Work request ▸ Return the exact lines spanning from the line with "Target: rear side window" through the last line of the entries, boundaries included, and no others.

(Items from a data source)
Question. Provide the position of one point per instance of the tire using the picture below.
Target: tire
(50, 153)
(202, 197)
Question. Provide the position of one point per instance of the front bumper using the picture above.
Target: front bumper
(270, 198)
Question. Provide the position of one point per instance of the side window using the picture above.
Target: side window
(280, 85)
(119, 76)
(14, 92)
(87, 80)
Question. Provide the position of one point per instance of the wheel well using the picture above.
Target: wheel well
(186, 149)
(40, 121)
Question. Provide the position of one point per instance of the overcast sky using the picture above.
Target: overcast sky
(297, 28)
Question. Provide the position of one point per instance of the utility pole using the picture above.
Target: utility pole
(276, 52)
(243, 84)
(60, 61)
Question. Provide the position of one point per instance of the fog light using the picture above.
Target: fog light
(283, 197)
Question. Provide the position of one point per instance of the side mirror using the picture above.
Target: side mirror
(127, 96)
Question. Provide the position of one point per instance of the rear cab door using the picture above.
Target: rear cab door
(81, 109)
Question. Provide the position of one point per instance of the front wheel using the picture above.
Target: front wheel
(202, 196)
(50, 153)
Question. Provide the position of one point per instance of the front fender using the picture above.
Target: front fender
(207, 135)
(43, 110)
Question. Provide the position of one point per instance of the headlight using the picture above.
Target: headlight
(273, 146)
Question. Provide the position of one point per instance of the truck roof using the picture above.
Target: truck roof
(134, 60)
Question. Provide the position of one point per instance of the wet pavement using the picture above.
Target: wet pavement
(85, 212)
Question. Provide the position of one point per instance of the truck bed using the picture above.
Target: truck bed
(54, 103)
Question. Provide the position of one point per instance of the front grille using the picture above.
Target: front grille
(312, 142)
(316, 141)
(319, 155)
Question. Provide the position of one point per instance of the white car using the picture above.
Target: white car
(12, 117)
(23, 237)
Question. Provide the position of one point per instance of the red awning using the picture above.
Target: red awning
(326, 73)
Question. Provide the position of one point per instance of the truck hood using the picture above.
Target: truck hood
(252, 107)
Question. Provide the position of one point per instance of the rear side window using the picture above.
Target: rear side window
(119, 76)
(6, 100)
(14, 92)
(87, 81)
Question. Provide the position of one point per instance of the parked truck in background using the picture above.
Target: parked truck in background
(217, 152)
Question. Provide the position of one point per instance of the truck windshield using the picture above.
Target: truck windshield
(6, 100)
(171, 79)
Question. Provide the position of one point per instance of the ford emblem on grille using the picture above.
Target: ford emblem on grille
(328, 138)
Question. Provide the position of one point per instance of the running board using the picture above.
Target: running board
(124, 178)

Response area ▸
Target: rear side window
(119, 76)
(6, 100)
(14, 92)
(87, 81)
Question. Provide the position of one point per instance of the parked truck in background using the picture above.
Target: parked truck in background
(217, 152)
Question. Provide the position of one point per instance of the truck windshield using the picture above.
Target: truck windshield
(6, 100)
(171, 79)
Question. Provide the position of one point per instance of the ford emblem on grille using the picture above.
Target: ford emblem on grille
(328, 138)
Question. Provide the position of one point per instance of the running board using the picture above.
Target: running board
(124, 178)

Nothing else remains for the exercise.